■ EXERCISE GOAL
Would it be possible to reproduce every entry exactly, please?

··· ENTRIES SHOWN

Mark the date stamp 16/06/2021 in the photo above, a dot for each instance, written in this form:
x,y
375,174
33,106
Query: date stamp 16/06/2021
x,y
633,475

······

■ ANSWER BOX
Mark the date stamp 16/06/2021 in the photo above, a dot for each instance, written in this form:
x,y
375,174
33,106
Query: date stamp 16/06/2021
x,y
633,475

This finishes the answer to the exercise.